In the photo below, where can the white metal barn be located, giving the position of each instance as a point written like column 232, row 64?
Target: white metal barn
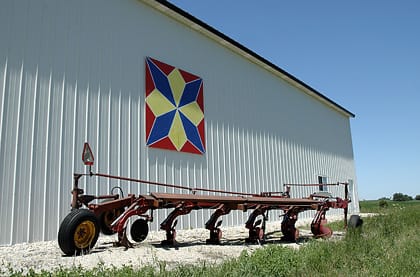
column 76, row 71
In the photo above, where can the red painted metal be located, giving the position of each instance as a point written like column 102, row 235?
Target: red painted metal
column 182, row 204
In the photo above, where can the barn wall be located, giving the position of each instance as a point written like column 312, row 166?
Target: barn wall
column 73, row 71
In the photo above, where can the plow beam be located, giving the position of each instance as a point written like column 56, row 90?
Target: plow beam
column 213, row 225
column 170, row 222
column 290, row 233
column 318, row 227
column 256, row 228
column 138, row 207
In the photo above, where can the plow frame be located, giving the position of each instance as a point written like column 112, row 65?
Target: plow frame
column 118, row 210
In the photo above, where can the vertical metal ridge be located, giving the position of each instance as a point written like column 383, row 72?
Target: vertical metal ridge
column 16, row 157
column 60, row 152
column 31, row 158
column 129, row 143
column 86, row 129
column 108, row 181
column 119, row 137
column 44, row 207
column 73, row 157
column 2, row 101
column 98, row 130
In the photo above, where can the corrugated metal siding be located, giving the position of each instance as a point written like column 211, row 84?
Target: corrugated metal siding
column 73, row 71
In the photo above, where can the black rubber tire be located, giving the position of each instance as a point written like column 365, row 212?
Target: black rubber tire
column 106, row 218
column 355, row 221
column 139, row 230
column 75, row 221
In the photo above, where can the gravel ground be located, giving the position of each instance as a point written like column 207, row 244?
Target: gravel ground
column 191, row 248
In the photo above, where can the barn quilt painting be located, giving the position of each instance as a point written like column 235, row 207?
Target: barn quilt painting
column 174, row 108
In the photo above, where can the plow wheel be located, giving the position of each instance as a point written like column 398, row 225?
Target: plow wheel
column 78, row 232
column 106, row 218
column 139, row 230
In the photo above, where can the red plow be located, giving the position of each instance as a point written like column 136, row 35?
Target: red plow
column 79, row 230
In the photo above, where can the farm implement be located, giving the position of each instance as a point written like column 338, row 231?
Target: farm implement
column 110, row 213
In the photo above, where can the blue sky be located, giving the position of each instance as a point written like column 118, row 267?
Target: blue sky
column 364, row 55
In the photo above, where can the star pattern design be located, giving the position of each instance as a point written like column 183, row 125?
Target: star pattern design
column 174, row 108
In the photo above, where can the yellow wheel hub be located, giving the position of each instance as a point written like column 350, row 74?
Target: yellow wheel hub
column 84, row 234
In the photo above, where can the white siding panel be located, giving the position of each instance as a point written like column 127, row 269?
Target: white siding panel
column 73, row 71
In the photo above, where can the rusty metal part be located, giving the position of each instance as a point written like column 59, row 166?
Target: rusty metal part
column 318, row 227
column 290, row 232
column 256, row 228
column 169, row 223
column 213, row 225
column 222, row 204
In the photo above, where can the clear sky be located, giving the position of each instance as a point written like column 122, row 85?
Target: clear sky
column 364, row 55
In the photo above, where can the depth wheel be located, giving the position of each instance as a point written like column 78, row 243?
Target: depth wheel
column 139, row 230
column 78, row 232
column 355, row 221
column 106, row 218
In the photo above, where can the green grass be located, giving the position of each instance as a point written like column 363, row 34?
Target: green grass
column 372, row 206
column 387, row 245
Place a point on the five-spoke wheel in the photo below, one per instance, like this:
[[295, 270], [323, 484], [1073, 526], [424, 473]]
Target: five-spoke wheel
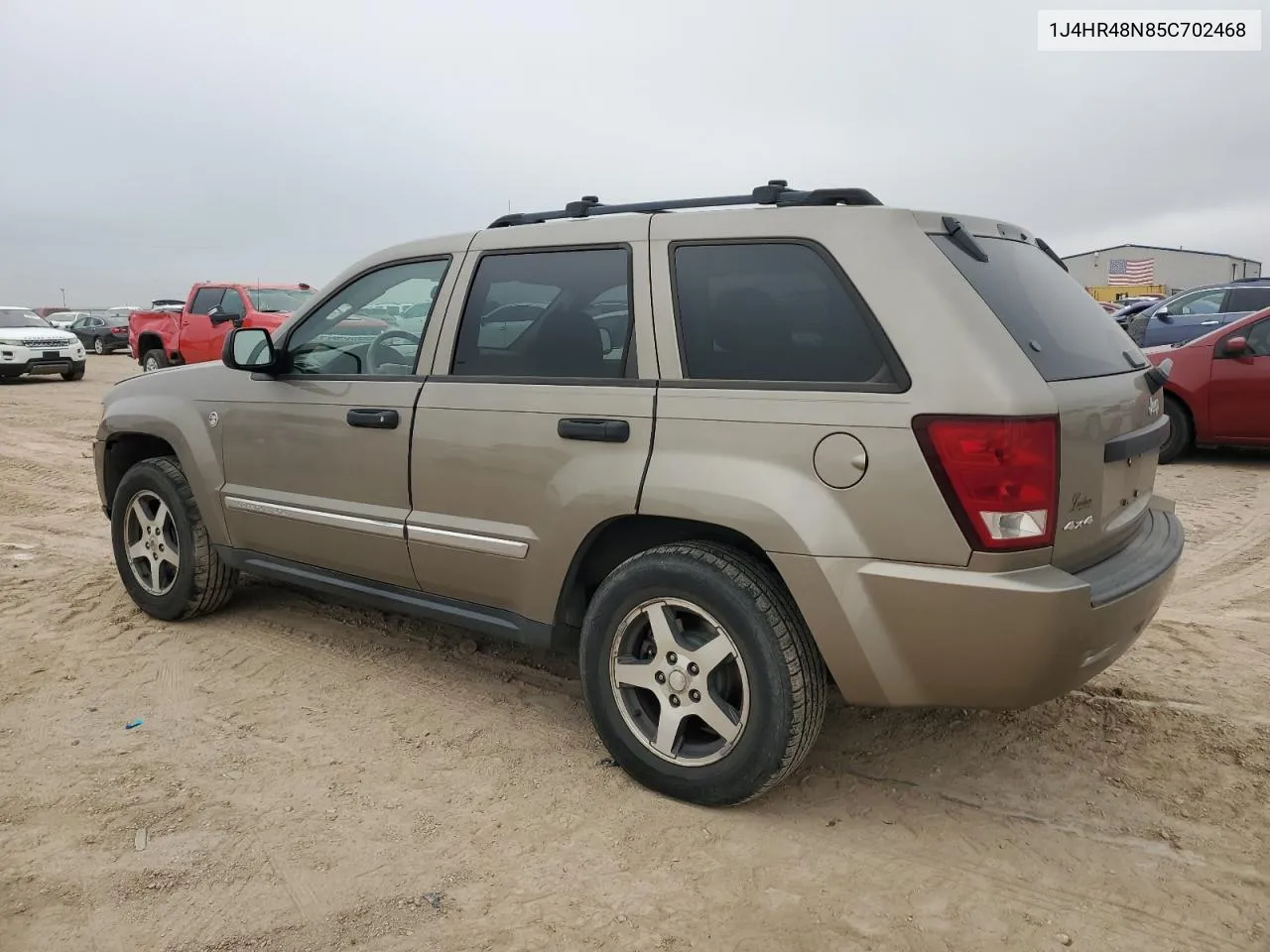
[[150, 536], [679, 680], [699, 674]]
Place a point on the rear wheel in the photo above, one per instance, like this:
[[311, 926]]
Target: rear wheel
[[1180, 431], [162, 549], [699, 674]]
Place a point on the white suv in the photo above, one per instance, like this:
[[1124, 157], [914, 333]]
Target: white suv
[[30, 344]]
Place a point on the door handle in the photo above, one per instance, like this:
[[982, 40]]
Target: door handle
[[594, 430], [373, 419]]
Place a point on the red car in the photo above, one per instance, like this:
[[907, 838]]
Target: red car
[[1218, 393]]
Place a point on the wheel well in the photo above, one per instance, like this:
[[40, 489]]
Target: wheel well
[[148, 341], [1191, 416], [611, 543], [123, 452]]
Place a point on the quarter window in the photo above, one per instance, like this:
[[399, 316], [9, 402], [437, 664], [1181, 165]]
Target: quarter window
[[231, 304], [548, 313], [772, 311], [206, 298], [353, 334], [1199, 304], [1259, 339]]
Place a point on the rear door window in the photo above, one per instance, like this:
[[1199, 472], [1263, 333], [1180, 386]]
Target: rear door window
[[775, 311], [563, 313], [1056, 321], [1246, 299]]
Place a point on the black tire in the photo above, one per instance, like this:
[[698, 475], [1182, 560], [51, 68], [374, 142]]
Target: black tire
[[1180, 430], [785, 673], [202, 581]]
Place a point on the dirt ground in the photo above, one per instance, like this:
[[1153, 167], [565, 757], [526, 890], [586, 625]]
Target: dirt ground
[[316, 777]]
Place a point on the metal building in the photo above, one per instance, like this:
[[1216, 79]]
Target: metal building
[[1128, 267]]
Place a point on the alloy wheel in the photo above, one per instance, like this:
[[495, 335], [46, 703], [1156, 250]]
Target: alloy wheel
[[680, 682], [151, 543]]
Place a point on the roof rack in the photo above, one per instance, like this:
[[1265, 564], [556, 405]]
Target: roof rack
[[775, 193]]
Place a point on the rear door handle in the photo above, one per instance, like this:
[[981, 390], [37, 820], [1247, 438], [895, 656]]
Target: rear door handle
[[594, 430], [373, 419]]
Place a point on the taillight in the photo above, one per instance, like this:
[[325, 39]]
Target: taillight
[[998, 475]]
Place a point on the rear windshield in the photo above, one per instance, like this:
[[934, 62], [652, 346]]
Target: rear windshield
[[1049, 315]]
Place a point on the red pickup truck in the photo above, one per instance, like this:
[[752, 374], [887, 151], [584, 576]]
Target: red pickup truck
[[197, 333]]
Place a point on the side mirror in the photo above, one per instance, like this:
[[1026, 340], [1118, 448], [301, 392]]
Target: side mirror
[[1236, 347], [249, 349]]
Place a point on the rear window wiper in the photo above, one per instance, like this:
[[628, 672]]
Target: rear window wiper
[[962, 239], [1044, 246]]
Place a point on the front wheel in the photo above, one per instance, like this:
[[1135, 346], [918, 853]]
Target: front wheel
[[699, 675], [162, 549], [1179, 430]]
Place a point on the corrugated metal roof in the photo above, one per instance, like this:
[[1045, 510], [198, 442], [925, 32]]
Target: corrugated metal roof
[[1161, 248]]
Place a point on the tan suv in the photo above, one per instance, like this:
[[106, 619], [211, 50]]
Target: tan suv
[[726, 454]]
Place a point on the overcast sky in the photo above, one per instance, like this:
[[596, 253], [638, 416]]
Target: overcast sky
[[150, 144]]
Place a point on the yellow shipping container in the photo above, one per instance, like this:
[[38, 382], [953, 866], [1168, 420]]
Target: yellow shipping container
[[1114, 293]]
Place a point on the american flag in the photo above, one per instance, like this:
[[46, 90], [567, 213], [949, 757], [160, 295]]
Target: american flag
[[1132, 271]]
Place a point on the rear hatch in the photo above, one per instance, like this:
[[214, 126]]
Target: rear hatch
[[1110, 421]]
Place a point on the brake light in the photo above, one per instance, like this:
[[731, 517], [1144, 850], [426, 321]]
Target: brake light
[[998, 475]]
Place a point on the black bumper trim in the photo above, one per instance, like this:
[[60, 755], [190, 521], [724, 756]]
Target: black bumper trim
[[1153, 549], [1150, 436]]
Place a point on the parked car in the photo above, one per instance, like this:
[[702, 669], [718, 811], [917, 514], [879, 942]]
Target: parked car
[[1191, 313], [63, 320], [826, 497], [1218, 390], [166, 335], [103, 334], [32, 345]]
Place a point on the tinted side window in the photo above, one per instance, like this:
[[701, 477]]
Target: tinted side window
[[231, 303], [343, 336], [206, 298], [771, 311], [548, 313], [1051, 316], [1247, 299]]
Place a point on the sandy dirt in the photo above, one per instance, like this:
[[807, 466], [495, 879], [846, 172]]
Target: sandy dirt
[[314, 777]]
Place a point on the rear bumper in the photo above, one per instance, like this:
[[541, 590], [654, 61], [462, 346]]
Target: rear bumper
[[897, 634]]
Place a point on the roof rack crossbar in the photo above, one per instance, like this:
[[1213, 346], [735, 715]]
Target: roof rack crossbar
[[774, 193]]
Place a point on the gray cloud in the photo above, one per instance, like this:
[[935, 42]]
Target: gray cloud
[[155, 144]]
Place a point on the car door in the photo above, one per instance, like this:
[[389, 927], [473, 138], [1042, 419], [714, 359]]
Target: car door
[[317, 457], [195, 326], [536, 424], [1238, 395], [1185, 317]]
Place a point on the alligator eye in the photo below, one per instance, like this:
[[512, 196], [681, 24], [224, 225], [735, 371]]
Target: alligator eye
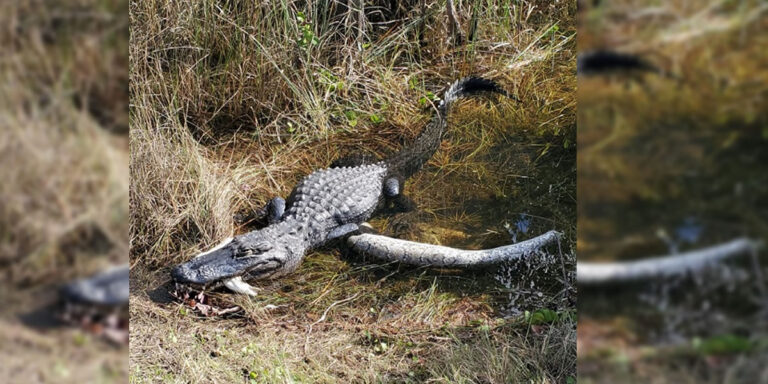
[[252, 250]]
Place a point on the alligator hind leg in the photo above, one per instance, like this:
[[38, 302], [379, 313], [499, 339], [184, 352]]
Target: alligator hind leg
[[393, 191], [275, 209]]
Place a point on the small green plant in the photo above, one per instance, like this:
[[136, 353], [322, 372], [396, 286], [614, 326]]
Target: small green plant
[[351, 118], [376, 119], [429, 96], [307, 36]]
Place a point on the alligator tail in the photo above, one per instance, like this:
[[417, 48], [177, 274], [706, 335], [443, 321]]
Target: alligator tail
[[409, 160], [428, 255]]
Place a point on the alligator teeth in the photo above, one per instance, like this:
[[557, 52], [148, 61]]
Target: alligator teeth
[[236, 284]]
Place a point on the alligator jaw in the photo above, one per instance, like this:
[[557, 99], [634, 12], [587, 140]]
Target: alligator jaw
[[237, 285]]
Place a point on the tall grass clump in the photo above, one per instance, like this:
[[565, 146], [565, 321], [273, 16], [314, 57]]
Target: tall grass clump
[[63, 90], [64, 171]]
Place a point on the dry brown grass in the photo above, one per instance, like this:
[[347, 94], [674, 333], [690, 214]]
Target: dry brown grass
[[654, 150], [64, 155], [229, 110]]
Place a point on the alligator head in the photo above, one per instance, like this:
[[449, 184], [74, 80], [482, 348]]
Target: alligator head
[[245, 257]]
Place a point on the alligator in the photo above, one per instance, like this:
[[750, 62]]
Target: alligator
[[99, 303], [328, 205]]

> **Problem**
Edit the lines that begin at the one containing "Place a point on the rear windshield" and end after the one containing "[[197, 333]]", replacing "red pickup truck" with "maroon pickup truck" and leaving everything else the same. Give only those lines.

> **Worked solution**
Place a point on the rear windshield in the photo above, one per instance, like this:
[[934, 62], [652, 346]]
Target: rear windshield
[[1049, 315]]
Place a point on the maroon pickup truck in the photo above, one per instance, like this:
[[752, 374], [887, 151], [584, 576]]
Target: maroon pickup truck
[[197, 333]]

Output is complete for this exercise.